#### Set problem A
Answer these questions using the soggy-garden article below:
(i) What creatures are frolicking in the wet weather pond?
(ii) What kind of soil retains water far better than unhealthy dry soil?
(iii) What should worm farmers or bokashi fermenters consider getting?
#### Set problem B
Pick up the soggy-garden article below after its last sentence and keep writing it.

#### Page extract
+ + + + +

5 things you can do for a soggy garden...

gardening, permaculture, ducks, hugelkultur, raised beds, bog garden

Spring is coming (I promise!), however if your garden is anything like mine it features sodden soils, and snails on steroids, frolicking in a previously non-existent wet weather pond.

If you’ve inadvertently donated your lovingly developed topsoil as run-off to the neighbours, then it's time to turn that contrary garden around!

1. Compost, Compost, Compost!

The secret to building soil always comes back to the basics. The bottom line is healthy, well composted soil retains water far better than unhealthy dry soil. If you've lost your topsoil to the rain and you only do one thing, this is it.

If you're a worm farmer or bokashi fermenter, it's time to consider getting a compost bin to produce larger volumes of compost. Like planting trees, the next best time to start composting after yesterday is today. It’s never too late to begin, especially when its wet!

+ + + + +

#### Data rows

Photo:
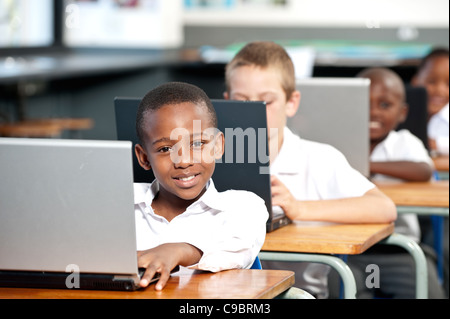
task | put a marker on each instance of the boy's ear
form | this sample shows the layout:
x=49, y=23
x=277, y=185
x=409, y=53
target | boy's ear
x=293, y=104
x=219, y=146
x=142, y=157
x=404, y=113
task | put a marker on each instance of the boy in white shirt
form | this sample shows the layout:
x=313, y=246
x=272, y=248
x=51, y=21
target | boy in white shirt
x=310, y=181
x=433, y=74
x=396, y=156
x=181, y=219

+ + + + +

#### Written answer A
(i) Snails on steroids.
(ii) Healthy, well composted soil.
(iii) A compost bin.

#### Written answer B
Get up to 80% off on compost bins from your council now.

2. Raise those beds!

Lift your garden above the water line. I prefer to integrate no dig and/or hugelkultur methods within these.  You can use your compost and larger material like branches & logs layering them like a delicious lasagne onto the ground with other organic materials.

For compacted or saturated soils laying directly on top is fine rather than going into the ground. The microbes will help break everything down and move nutrients through the soil helping to retain moisture when dry yet distribute more evenly when wet. This biomimicry is a sped-up version of forest floor decomposition.

If your sogginess is next level, a repurposed shed or any structure with added plastic or polycarbonate can make a great greenhouse. I use a plastic cover over my raised beds to keep them dry in the heaviest rains.

3. Build Swales/Furrows for Drainage!

Drain water away with swales (built up horizontal hills with water channels in front of them). Blend compost with soil. I like to add pea straw once the soil is warmer also. Grow bags and enclosed containers are useful too. They’re mobile which is useful for moving around with changing garden conditions.

4. Add thirsty plants and get your worms up off the ground!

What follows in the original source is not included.